- PROMPT 1 -
In the forum thread, which version of the software does the person with the issue say they are running?
- PROMPT 2 -
Echo the forum thread word for word between "However the visitSummary_schema" and "following steps successfully.", inclusive.
** Start PASSAGE SHOWN **
However the visitSummary_schema dataset definitely exists within the u/NH/visitSummary/20240626T195758Z collection. If anyone has any ideas on how to solve the issue I would really appreciate the help! For reference, I am running V26 of the software.

sfu · June 29, 2024, 1:30am

Hi, perhaps you can take a look at Lee’s notes. Those pipeline figures helped me understand how those tasks/data sets are connected. Merian Data Processing Using the LSST Science Pipelines - HackMD

rbliu · June 29, 2024, 4:52pm

Just a caveat about the Merian Survey Tutorial: there seems to be a missing updateVisitSummary in its step 2d – I had to add that task before running the following steps successfully.
** End PASSAGE SHOWN **
** Start ITEMS **
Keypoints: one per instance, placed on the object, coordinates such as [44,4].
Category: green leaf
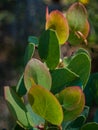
[75,124]
[33,118]
[48,48]
[16,107]
[90,126]
[37,72]
[61,78]
[76,16]
[80,63]
[34,40]
[96,116]
[73,101]
[29,53]
[45,105]
[20,88]
[17,127]
[93,86]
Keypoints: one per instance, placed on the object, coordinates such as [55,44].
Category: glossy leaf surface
[90,126]
[45,104]
[16,107]
[61,78]
[48,48]
[57,22]
[20,88]
[37,72]
[29,52]
[72,99]
[76,16]
[80,63]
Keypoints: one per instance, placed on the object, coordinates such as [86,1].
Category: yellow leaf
[57,21]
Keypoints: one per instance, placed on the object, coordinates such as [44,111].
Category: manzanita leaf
[61,78]
[82,62]
[20,88]
[76,16]
[29,52]
[75,124]
[70,97]
[16,107]
[73,101]
[90,126]
[37,72]
[45,105]
[56,21]
[48,48]
[33,118]
[34,40]
[93,86]
[18,127]
[77,37]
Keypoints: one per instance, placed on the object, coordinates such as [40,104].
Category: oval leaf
[72,102]
[37,72]
[48,48]
[16,107]
[45,104]
[90,126]
[61,78]
[56,21]
[71,97]
[82,62]
[76,16]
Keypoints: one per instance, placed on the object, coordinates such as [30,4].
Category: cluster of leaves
[53,86]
** End ITEMS **
- EXERCISE ANSWER 1 -
V26

- EXERCISE ANSWER 2 -
However the visitSummary_schema dataset definitely exists within the u/NH/visitSummary/20240626T195758Z collection. If anyone has any ideas on how to solve the issue I would really appreciate the help! For reference, I am running V26 of the software.

sfu · June 29, 2024, 1:30am

Hi, perhaps you can take a look at Lee’s notes. Those pipeline figures helped me understand how those tasks/data sets are connected. Merian Data Processing Using the LSST Science Pipelines - HackMD

rbliu · June 29, 2024, 4:52pm

Just a caveat about the Merian Survey Tutorial: there seems to be a missing updateVisitSummary in its step 2d – I had to add that task before running the following steps successfully.